Text to read:
━━━━━━━━━━
A New Anatomy of Thunderstorms

 
Published: 23 July 2019

A data-rich field campaign in Argentina will answer some mysteries of how deep convective systems begin, grow, and organize

The Cloud, Aerosol, and Complex Terrain Interactions (CACTI) field campaign in north-central Argentina wrapped up data collection in April 2019, but the work to understand deep convective storms in the region through ARM data is just beginning. Watch the video.

On the afternoon of May 22, 2019, Vagner Castro was busy in his outdoor office: a level, grassy stretch of land near Villa Yacanto, Argentina, a village of a thousand residents high up in the Sierras de Córdoba mountain range. He and his crew were packing the last of the gear used at the main site of a spectacular atmospheric science research event.

The Cloud, Aerosol, and Complex Terrain Interactions (CACTI) field campaign had officially ended three weeks before. (It ran from October 2018 through April 2019.) But someone had to pack up afterwards.

CACTI explored the life cycles of large convective storms in the region, which is said to be the birthplace of the biggest thunderstorms in the world.

The campaign unfolded in unprecedented detail, and over a longer period—seven months—than any such previous study with such extensive measurements.

Nearly 200 scientists and students from seven countries took part. Many are now busy getting science out of CACTI’s terabytes of data.

A Firsthand Look at Booming Storms

“Success is if you have data that answer questions.”

Adam Varble, CACTI principal investigator

Severe thunderstorms—among the atmosphere’s most destructive phenomena—can produce high winds, hundreds of lightning strikes per minute, raging floods, and damage to crops and roadways. Such storms generate hail that, if heavy enough, can plummet to the ground at 60 mph.

CACTI was supported by the U.S. Department of Energy’s Atmospheric Radiation Measurement (ARM) user facility.
━━━━━━━━━━
Dataset excerpts:
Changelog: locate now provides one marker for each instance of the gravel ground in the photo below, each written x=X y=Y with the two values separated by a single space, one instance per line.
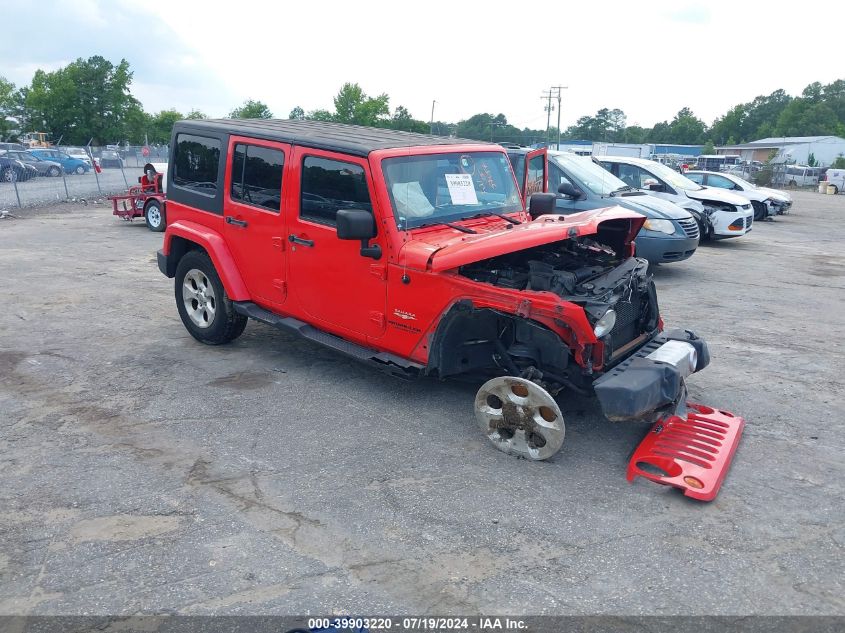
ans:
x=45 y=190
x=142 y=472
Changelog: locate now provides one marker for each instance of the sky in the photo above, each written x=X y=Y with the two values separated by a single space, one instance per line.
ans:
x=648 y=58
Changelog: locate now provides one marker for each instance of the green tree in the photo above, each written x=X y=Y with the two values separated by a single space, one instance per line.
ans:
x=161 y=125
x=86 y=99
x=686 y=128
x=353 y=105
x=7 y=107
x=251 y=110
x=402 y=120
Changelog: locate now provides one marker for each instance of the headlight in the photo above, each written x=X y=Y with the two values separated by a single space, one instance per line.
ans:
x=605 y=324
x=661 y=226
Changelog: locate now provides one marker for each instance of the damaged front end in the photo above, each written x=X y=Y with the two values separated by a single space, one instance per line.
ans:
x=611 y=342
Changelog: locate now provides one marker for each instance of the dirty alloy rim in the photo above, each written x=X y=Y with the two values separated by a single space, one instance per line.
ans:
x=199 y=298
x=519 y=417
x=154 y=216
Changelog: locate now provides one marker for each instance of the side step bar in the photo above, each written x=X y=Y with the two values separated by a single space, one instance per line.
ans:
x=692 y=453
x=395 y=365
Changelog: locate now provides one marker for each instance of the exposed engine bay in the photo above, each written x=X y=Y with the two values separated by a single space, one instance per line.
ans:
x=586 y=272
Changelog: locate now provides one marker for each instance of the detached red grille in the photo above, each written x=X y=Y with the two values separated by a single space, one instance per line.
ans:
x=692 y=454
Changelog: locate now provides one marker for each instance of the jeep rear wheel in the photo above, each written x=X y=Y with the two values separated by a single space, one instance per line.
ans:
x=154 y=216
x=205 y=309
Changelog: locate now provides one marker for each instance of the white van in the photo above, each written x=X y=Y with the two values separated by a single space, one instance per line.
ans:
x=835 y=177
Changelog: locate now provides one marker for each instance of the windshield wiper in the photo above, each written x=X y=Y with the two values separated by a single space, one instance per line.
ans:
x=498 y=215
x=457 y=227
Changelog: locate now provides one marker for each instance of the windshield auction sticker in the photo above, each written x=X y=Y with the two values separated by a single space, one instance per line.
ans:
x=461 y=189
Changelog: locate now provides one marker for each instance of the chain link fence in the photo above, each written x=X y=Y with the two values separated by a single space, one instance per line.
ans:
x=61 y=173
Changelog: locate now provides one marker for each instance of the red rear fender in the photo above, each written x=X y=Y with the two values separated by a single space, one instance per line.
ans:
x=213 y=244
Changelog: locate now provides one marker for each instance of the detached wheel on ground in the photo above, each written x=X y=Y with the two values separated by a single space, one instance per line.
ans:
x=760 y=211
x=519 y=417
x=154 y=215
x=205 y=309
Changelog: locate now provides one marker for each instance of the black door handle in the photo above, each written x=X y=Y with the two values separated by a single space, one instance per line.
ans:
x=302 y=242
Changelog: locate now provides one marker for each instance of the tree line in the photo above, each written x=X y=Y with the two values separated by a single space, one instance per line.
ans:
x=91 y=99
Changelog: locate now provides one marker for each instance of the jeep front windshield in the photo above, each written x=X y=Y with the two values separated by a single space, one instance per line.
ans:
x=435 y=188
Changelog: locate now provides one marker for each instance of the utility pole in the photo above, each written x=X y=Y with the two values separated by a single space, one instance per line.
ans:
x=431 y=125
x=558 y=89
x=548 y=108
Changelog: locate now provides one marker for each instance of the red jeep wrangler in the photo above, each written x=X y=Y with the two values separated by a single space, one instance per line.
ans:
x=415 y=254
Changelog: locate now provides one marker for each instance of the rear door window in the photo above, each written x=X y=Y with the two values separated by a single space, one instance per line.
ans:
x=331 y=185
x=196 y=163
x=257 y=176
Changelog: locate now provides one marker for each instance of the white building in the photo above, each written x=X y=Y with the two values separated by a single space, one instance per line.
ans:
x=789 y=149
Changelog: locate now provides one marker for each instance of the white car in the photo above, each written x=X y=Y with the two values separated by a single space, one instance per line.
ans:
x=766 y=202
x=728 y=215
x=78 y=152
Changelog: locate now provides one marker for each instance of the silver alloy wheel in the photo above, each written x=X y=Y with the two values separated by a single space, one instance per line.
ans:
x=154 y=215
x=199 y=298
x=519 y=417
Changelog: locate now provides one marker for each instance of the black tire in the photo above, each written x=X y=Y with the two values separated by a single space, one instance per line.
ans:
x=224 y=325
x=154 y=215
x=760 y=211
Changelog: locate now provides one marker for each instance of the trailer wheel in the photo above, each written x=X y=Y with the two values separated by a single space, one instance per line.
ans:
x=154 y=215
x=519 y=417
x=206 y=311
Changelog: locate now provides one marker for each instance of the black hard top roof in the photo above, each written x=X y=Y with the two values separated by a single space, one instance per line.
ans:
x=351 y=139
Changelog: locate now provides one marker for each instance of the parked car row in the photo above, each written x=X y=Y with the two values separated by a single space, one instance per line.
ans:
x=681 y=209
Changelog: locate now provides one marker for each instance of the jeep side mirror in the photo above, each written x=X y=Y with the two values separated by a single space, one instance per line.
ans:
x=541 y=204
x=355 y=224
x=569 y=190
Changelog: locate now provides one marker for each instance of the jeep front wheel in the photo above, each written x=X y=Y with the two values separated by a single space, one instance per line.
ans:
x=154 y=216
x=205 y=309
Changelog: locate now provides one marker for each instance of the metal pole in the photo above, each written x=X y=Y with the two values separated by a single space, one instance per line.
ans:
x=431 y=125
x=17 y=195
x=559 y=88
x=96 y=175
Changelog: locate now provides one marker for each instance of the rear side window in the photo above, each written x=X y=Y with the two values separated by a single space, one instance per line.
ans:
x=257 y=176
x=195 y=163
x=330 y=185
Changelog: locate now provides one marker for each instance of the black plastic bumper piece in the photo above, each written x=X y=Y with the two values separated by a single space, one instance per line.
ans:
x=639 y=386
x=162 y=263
━━━━━━━━━━
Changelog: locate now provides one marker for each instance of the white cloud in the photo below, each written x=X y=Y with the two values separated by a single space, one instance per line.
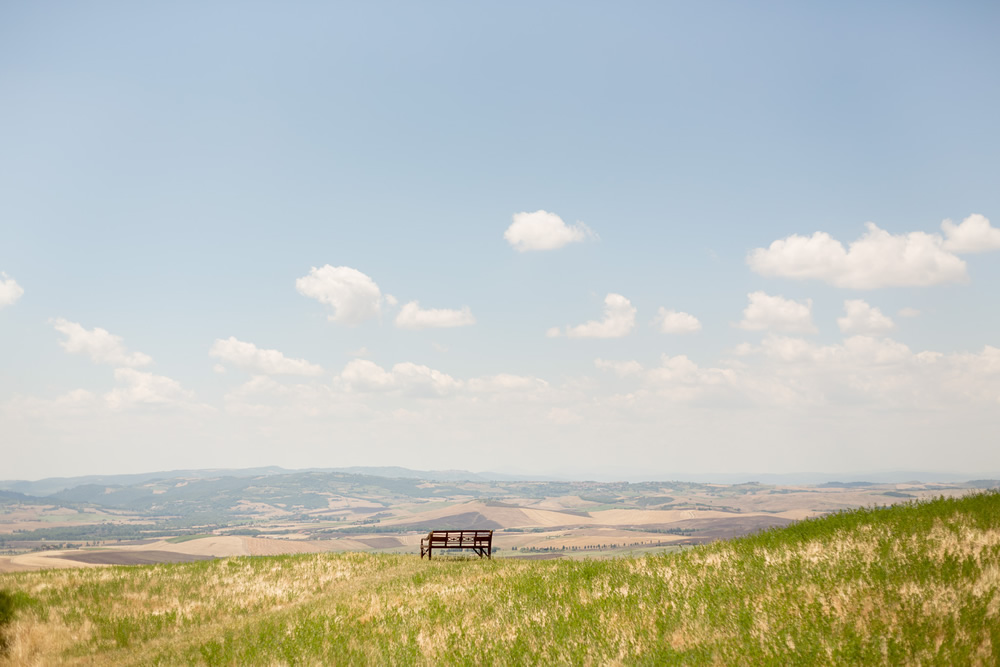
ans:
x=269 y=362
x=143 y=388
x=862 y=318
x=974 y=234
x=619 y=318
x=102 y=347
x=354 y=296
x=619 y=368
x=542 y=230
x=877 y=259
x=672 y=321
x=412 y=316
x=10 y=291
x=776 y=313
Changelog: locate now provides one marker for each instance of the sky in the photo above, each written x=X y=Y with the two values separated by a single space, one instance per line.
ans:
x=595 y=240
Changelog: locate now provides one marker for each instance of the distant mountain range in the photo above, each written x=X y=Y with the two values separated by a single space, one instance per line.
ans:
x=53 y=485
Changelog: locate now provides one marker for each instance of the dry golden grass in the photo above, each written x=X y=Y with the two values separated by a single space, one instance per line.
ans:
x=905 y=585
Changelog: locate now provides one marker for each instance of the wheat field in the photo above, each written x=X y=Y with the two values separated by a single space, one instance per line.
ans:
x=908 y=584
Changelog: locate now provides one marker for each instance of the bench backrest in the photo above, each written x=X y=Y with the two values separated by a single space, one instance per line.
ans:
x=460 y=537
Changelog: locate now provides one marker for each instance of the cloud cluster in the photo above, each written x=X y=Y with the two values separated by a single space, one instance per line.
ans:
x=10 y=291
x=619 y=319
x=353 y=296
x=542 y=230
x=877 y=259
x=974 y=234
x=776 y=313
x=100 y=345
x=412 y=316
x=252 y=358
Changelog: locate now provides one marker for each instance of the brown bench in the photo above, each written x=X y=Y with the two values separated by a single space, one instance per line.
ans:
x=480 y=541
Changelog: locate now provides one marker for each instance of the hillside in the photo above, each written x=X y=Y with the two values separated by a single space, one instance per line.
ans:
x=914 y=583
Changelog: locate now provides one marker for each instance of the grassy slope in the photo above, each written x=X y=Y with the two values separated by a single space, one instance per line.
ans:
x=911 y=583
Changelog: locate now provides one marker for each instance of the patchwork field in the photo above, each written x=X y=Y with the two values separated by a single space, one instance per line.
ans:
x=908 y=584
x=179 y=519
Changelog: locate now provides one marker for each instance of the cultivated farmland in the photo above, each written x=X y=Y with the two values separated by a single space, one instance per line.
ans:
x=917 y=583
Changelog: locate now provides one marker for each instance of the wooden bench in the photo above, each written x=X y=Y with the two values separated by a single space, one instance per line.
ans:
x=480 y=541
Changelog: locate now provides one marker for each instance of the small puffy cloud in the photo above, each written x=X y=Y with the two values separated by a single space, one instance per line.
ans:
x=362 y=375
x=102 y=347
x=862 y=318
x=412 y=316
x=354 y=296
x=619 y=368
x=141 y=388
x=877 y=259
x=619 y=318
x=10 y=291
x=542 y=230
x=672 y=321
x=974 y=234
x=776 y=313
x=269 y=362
━━━━━━━━━━
Stated exercise 1: Lay out the stretch of entries from the line containing "the jeep side" through the line containing "x=162 y=263" as a numbered list, both ends included and blank lines left out.
Stated exercise 2: Carry on the thunderstorm article from the point where it ends.
The entries are unrelated to the thunderstorm article.

Written reply 1:
1. Changelog: locate now provides one marker for each instance of the jeep side mirror in the photo above, each written x=X y=Y with the two values separated by a single space, one instance per line.
2. ans:
3. x=541 y=204
4. x=355 y=224
5. x=569 y=190
6. Changelog: locate now provides one marker for each instance of the jeep front wheel in the photo above, each written x=X y=Y with the two values separated by a single space, one instance per line.
7. ans:
8. x=154 y=216
9. x=205 y=309
10. Changelog: locate now provides one marker for each instance of the metal pole in the photo above, each written x=X y=Y with the two values separated by a single space, one instance per line.
11. ans:
12. x=431 y=125
13. x=17 y=195
14. x=559 y=88
15. x=96 y=175
16. Changelog: locate now provides one marker for each instance of the rear side window in the photo above, each written x=X y=Y with the two values separated by a single space, one instance per line.
17. ans:
18. x=257 y=176
19. x=195 y=163
20. x=330 y=185
21. Changelog: locate now provides one marker for each instance of the black plastic bumper piece in the photo above, each written x=X y=Y with the two values separated by a single space, one instance per line.
22. ans:
23. x=639 y=386
24. x=162 y=263

Written reply 2:
Castro is lead technician for the first ARM Mobile Facility (AMF1), which served as the primary CACTI observing facility. The site was about 20 kilometers (12 miles) east of the primary north/south-oriented ridge top in the mountain range.

At an elevation of 1,140 meters (about 3,740 feet), the main CACTI observatory had clear views in every direction and was ideal for observing the development of the big storms that often formed along, and east of, the high mountain ridge lines. Commonly, such storms passed right overhead.

“We can see conditions all around,” says CACTI principal investigator Adam Varble, an atmospheric analyst and modeler at Pacific Northwest National Laboratory in Washington state. “CACTI is giving us a holistic view of the components that go into deep convection.”

The field campaign’s data seem promising at this stage, he says: voluminous, unique, and from an unusually long time period for a campaign targeting deep convective systems.

Still, “the success of any campaign is the science that comes out of it,” says Varble. “You really don’t know that for three or four years. Success is if you have data that answer questions.”

A New Wealth

Working to set up the CACTI campaign
In late summer 2018, Tercio Silva, an ARM technician, sets up instruments at the ARM Mobile Facility observing site for CACTI.

The CACTI mission was to close knowledge gaps about the origins of deep convective storms—how they start, why some grow so big, and how they fade once their power is sapped.

Seven days a week, Castro and his team checked and maintained the 50-plus instruments deployed with AMF1. The data gathered included measurements of the properties of clouds fed by moisture coming from the north as they interacted with higher-altitude airflows from the west.

Other data came from:

  • radiosondes at multiple sites (Castro’s team alone launched four to five a day)
  • ARM’s Gulfstream-159 (G-1) research aircraft (on its last mission)
  • a companion campaign, largely funded by the National Science Foundation (NSF)
  • the GOES-16 satellite supported by the National Oceanic and Atmospheric Administration (NOAA) and NASA.

In all, says Varble, CACTI’s seven data-rich months represent a new wealth of measurements on cloud dynamics and microphysics, ambient thermodynamic and kinematic and surface conditions, and properties of aerosols (tiny particles in the air).

Since the campaign ended, Varble and others are coping with a storm of data, happily organizing the measurements ahead of a November 2019 data workshop in Buenos Aires, Argentina.

Out 212 days of CACTI measurements, he calculates, 183 had a variety of daytime clouds over the AMF1 site and 96 days had surface rainfall.

Most promising of all, he says, is that fully 80 days of deep convective activity were observed overhead.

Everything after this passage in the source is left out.